*Problem requirements*. Write out all of the entries below again, requests included, shifting every coordinate in the answers by -75. Omit the pictures from your reply.

--- Provided records ---

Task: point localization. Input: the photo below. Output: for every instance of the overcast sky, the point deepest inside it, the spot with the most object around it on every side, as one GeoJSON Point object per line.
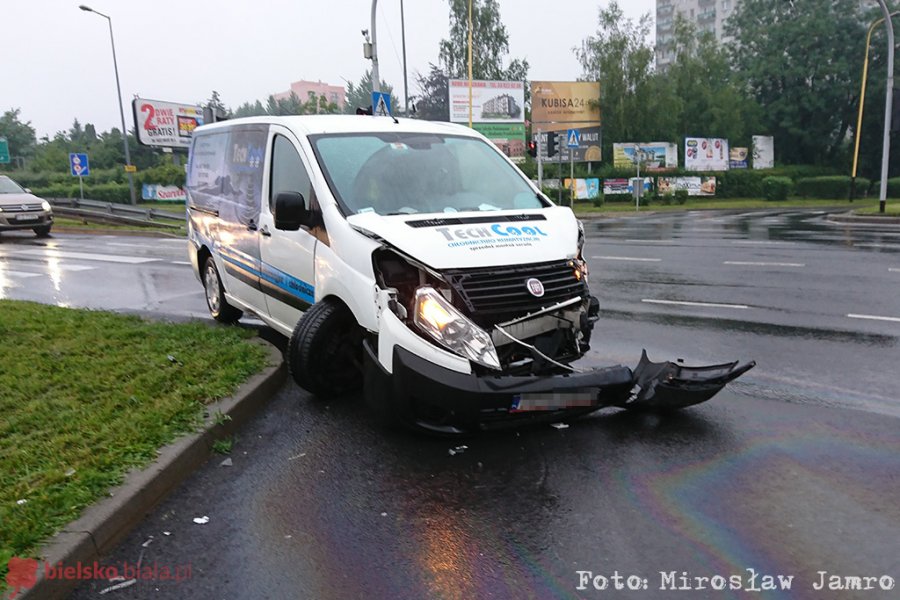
{"type": "Point", "coordinates": [58, 64]}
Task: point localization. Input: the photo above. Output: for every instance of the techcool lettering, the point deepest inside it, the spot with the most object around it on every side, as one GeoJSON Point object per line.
{"type": "Point", "coordinates": [494, 231]}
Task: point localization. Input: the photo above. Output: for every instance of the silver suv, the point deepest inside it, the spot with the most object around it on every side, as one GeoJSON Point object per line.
{"type": "Point", "coordinates": [20, 209]}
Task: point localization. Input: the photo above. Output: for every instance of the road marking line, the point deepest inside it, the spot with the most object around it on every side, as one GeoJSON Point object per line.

---

*Reply*.
Task: point localization. Input: the photo below. Output: for every instance of the overcast sky, the point deepest inside it, the spot with the most object around it on every side, as one GeoJSON Point object per line.
{"type": "Point", "coordinates": [-17, -11]}
Task: point localization. Input: the photo above. Output: for every instance of the techcool lettering, the point deepest inside it, the spot with the most object around it on every side, as one GeoJSON Point object per line.
{"type": "Point", "coordinates": [419, 156]}
Task: point localization. Input: the photo above. Output: for every instance of the silver suv, the point deepest inside it, the spot with the most object around it on every side, as one GeoJSON Point object per line.
{"type": "Point", "coordinates": [-55, 134]}
Task: point localization. Input: the photo above. Output: for every instance of the road marking line, the point deepest inside it, the spot with the most object around it on every side, as one GeoJSON Point object per line.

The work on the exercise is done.